> _DATASET_

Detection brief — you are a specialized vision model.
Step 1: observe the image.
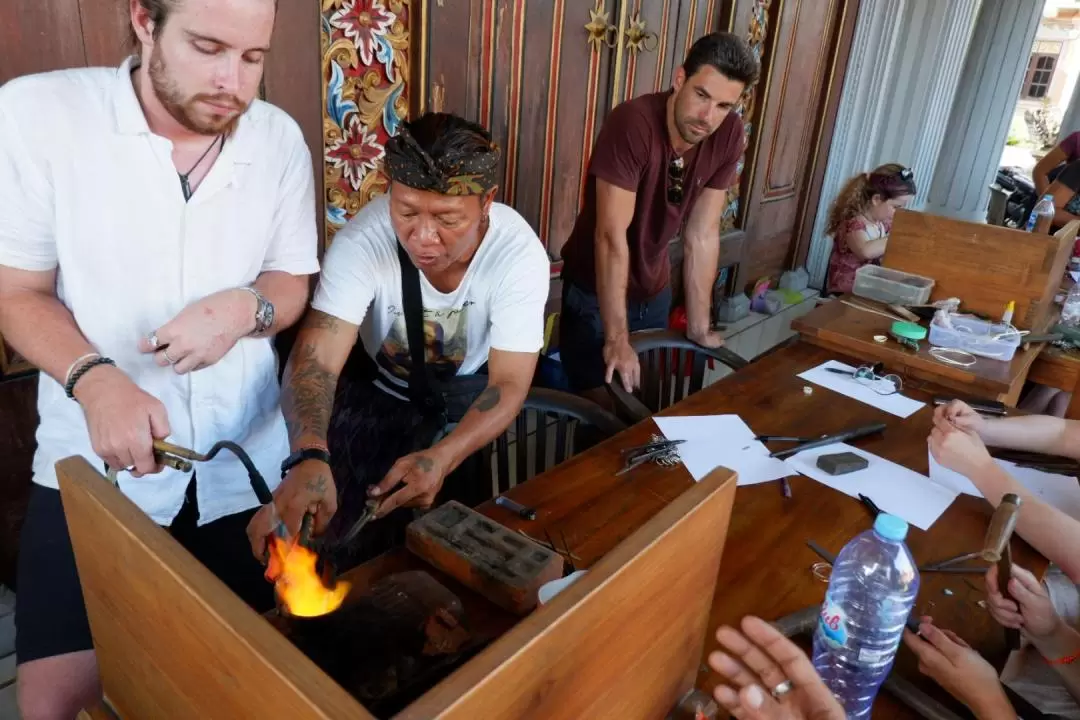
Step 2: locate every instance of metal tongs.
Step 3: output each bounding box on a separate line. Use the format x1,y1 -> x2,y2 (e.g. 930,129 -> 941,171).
616,440 -> 686,475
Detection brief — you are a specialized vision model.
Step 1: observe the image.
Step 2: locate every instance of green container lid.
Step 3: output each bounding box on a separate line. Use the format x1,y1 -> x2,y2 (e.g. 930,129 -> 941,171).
892,322 -> 927,340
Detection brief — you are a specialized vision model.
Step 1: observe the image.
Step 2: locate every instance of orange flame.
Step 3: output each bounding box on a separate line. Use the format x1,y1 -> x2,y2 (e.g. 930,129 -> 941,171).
266,536 -> 350,617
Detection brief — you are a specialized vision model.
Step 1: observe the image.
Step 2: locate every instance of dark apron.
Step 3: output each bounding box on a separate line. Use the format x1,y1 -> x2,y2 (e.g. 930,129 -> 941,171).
326,244 -> 491,571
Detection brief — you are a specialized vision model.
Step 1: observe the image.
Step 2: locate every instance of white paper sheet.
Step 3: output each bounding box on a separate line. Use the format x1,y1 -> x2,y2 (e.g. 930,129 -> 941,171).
930,454 -> 1080,520
799,361 -> 926,419
652,415 -> 794,486
927,450 -> 983,498
787,443 -> 957,530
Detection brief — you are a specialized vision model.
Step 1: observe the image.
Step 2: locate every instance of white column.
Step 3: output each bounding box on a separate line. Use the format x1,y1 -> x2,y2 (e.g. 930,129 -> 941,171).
807,0 -> 983,287
1057,81 -> 1080,142
923,0 -> 1044,222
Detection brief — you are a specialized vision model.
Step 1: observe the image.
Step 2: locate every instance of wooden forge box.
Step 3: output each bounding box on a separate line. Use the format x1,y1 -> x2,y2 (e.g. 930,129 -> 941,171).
881,210 -> 1077,332
57,458 -> 735,720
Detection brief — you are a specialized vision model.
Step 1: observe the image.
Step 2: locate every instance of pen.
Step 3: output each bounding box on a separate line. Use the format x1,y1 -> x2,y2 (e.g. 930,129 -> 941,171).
859,492 -> 881,517
495,495 -> 537,520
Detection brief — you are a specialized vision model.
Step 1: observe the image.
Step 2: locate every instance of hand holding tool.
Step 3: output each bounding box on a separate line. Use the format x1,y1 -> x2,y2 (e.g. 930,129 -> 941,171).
982,492 -> 1021,650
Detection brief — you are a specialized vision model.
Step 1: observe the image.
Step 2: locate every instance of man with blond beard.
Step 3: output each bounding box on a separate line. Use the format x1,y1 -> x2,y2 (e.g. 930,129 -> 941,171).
0,0 -> 319,720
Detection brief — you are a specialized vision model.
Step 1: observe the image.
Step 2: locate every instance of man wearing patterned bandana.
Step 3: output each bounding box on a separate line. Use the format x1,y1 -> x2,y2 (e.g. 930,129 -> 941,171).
248,113 -> 549,556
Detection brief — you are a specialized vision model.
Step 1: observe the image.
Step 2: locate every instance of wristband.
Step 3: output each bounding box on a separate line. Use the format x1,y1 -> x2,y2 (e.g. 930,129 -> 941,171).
64,356 -> 117,399
281,447 -> 330,480
64,353 -> 102,388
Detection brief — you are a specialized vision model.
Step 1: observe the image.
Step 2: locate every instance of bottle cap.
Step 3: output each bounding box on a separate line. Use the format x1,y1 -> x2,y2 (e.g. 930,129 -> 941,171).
874,513 -> 907,542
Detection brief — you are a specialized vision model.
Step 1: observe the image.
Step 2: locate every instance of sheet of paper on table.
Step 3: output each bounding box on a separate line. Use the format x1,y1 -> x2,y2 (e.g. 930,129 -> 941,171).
930,453 -> 1080,520
787,443 -> 957,530
799,361 -> 926,419
652,415 -> 793,486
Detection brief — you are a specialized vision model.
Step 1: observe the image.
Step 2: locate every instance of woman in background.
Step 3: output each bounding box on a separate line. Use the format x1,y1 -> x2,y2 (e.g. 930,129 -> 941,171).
1031,132 -> 1080,195
825,163 -> 916,294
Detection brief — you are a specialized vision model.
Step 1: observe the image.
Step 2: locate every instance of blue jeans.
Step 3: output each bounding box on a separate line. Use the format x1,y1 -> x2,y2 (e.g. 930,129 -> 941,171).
558,282 -> 672,393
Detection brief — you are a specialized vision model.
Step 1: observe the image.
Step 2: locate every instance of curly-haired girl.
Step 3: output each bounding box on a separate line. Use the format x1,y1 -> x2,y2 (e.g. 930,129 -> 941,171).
825,163 -> 916,293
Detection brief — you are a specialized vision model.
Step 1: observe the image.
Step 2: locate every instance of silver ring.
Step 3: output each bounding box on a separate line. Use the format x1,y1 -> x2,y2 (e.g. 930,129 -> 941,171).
769,680 -> 794,699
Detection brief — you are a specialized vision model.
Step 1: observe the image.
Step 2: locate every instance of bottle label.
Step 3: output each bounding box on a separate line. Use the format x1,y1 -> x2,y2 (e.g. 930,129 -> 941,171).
859,648 -> 892,663
818,600 -> 848,648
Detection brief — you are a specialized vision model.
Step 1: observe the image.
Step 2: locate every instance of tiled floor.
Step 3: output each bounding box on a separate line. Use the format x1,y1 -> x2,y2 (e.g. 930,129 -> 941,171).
0,585 -> 18,720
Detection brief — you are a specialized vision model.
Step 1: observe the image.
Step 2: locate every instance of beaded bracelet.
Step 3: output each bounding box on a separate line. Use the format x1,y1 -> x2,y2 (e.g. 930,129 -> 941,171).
64,357 -> 117,399
64,353 -> 102,388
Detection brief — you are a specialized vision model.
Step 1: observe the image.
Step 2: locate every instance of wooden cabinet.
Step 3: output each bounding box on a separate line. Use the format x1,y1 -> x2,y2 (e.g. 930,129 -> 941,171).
414,0 -> 719,260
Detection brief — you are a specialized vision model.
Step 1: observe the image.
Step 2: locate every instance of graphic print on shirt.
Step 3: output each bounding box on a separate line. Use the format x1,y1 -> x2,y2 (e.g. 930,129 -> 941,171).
376,300 -> 473,380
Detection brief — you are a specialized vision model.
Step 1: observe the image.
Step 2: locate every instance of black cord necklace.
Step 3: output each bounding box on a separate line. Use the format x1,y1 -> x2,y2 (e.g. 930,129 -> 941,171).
177,135 -> 225,202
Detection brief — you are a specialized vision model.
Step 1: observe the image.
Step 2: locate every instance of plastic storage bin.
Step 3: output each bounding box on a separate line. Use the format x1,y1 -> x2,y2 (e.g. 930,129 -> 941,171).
851,264 -> 934,305
930,315 -> 1024,363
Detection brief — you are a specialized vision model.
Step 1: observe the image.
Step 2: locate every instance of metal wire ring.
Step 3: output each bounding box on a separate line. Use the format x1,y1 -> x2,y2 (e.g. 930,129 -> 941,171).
810,562 -> 833,583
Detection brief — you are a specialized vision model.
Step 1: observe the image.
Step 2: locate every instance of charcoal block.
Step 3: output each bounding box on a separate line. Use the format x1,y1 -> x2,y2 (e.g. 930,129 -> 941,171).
405,501 -> 563,615
818,452 -> 869,475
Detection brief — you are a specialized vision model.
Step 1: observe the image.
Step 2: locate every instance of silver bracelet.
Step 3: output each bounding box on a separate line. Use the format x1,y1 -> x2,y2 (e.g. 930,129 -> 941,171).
240,285 -> 273,335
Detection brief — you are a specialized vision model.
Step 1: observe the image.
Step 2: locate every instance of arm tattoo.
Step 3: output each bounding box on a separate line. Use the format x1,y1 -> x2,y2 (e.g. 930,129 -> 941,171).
303,310 -> 341,335
306,474 -> 326,495
473,385 -> 502,412
281,343 -> 338,443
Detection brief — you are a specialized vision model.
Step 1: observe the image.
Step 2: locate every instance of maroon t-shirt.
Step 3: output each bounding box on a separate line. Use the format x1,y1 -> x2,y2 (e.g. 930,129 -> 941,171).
563,91 -> 745,300
1062,132 -> 1080,163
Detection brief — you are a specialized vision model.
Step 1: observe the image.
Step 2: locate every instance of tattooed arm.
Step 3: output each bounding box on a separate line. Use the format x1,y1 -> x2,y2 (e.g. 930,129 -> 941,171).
247,309 -> 359,558
281,309 -> 360,450
369,350 -> 539,516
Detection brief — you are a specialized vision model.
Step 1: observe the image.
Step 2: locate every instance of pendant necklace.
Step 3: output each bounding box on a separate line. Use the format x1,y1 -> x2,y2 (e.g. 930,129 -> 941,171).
177,135 -> 225,202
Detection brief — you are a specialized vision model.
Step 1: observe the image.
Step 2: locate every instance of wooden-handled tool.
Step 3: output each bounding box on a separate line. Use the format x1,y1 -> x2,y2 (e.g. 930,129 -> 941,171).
981,492 -> 1021,650
153,440 -> 273,505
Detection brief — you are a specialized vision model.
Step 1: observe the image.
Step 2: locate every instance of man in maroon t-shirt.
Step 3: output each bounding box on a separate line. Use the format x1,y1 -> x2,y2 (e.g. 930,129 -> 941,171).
559,32 -> 758,404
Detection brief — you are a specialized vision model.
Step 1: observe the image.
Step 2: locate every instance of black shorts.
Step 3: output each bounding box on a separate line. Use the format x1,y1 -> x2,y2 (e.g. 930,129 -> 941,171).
15,477 -> 274,664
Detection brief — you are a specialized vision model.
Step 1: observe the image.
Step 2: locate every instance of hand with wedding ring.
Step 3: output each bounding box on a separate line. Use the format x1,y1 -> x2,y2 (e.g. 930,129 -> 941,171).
708,615 -> 845,720
138,289 -> 258,375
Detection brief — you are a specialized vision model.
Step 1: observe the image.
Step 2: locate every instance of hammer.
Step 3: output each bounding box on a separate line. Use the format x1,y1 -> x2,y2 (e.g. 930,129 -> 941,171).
980,492 -> 1021,650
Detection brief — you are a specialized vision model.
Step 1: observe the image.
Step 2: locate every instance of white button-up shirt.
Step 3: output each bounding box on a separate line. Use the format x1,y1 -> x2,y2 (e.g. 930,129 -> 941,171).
0,59 -> 319,525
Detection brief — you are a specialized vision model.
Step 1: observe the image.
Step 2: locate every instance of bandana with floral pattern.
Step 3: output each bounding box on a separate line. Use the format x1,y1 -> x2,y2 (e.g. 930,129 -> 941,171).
386,127 -> 499,195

> _WHAT THIS TASK INVOLVES_
Report how many lines in the data above contain the string "sheet", with matches counted only when the case is the same. Give only the number.

> _RESPONSE TO THIS EXERCISE_
2